SOURCE TEXT:
++++++++++
WHEN I COPIED this sentence into a workbook about twenty years ago, foolishly I neglected to note the provenance. The sentence does not appear in The Oxford Dictionary of Quotations but that, alas, is no surprise: its entry on Chesterton consists almost entirely of scraps torn from his poetry, whereas all his best remarks were in his prose, which the editors of the Oxford book obviously did not get around to reading. It is hard to blame them for that, because catching up with Chesterton’s prose is the work of a lifetime. He wrote a lot faster than most of us can read. Chesterton published many, many books, and at one time I was trying to collect them all. (My shelves containing Chesterton still outdistance my shelves containing Edmund Wilson, but with Wilson I know my way around almost to the inch, whereas there are cubic feet of Chesterton’s output where I can’t find my way back to something I noticed earlier: a slipshod disorientation, which I could have avoided by taking proper notes.) I saw myself as his champion. Other journalists feared him because he was so productive. Mainstream writers feared him because he wrote too well. He was my favourite kind of writer, scaring everybody because he had talent to burn, and no sense of calculation to make his talent decisive.
++++++++++
Data items:

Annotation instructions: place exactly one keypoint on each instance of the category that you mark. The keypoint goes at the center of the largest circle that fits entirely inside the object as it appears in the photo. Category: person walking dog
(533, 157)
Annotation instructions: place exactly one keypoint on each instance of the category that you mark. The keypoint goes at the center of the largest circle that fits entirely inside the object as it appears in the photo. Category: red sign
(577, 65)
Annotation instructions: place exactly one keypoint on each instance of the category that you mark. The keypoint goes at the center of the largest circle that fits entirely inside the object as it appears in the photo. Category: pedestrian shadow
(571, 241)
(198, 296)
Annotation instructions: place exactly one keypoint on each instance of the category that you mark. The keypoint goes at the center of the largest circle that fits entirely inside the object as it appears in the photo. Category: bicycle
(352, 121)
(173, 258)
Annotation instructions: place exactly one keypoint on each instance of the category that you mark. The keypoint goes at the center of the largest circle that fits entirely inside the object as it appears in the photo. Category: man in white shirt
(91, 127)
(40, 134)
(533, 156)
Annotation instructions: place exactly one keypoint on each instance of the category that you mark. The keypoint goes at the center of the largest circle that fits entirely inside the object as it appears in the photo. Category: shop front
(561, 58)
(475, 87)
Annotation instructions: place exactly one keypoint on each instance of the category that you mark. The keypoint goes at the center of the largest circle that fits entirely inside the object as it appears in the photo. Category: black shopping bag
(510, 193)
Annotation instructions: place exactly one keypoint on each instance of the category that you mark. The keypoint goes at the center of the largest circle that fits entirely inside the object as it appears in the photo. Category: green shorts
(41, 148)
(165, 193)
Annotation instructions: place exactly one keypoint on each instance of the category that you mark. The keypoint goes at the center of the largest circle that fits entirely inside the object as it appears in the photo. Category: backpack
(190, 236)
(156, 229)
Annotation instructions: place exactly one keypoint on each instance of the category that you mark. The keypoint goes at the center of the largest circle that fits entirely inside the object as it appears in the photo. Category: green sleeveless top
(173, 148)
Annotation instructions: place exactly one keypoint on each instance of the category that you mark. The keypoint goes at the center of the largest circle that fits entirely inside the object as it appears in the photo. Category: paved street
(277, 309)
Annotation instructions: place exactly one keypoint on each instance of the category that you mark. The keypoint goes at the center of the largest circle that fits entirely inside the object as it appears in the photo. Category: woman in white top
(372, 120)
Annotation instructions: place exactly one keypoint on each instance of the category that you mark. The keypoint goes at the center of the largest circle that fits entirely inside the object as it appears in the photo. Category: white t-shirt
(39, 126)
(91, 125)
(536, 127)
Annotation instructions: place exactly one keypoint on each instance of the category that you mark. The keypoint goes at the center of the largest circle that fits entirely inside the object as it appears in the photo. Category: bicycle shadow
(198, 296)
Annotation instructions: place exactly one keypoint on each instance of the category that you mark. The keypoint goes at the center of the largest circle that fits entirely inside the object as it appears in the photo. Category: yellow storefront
++++++++++
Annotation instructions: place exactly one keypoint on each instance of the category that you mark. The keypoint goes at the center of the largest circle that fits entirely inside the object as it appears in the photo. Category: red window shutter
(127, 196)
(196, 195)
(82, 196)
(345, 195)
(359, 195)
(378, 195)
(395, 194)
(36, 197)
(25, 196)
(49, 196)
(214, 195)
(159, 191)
++++++++++
WHAT YOU WILL DO:
1. In the passage about Chesterton, why did mainstream writers fear him?
2. Express the rows from the line with "green sleeveless top" up to and including the line with "Category: yellow storefront" as a JSON list of strings, one string per line, with blank lines omitted.
The text and the rows have no connection to each other.

SET OF ANSWERS:
1. They feared him because he wrote too well.

2.
[
  "Annotation instructions: place exactly one keypoint on each instance of the category that you mark. The keypoint goes at the center of the largest circle that fits entirely inside the object as it appears in the photo. Category: green sleeveless top",
  "(173, 148)",
  "Annotation instructions: place exactly one keypoint on each instance of the category that you mark. The keypoint goes at the center of the largest circle that fits entirely inside the object as it appears in the photo. Category: paved street",
  "(277, 309)",
  "Annotation instructions: place exactly one keypoint on each instance of the category that you mark. The keypoint goes at the center of the largest circle that fits entirely inside the object as it appears in the photo. Category: woman in white top",
  "(372, 120)",
  "Annotation instructions: place exactly one keypoint on each instance of the category that you mark. The keypoint goes at the center of the largest circle that fits entirely inside the object as it appears in the photo. Category: white t-shirt",
  "(39, 126)",
  "(91, 125)",
  "(536, 127)",
  "Annotation instructions: place exactly one keypoint on each instance of the category that you mark. The keypoint goes at the center of the largest circle that fits entirely inside the object as it appears in the photo. Category: bicycle shadow",
  "(198, 296)",
  "Annotation instructions: place exactly one keypoint on each instance of the category that you mark. The keypoint goes at the center of the largest circle that fits entirely inside the object as it appears in the photo. Category: yellow storefront"
]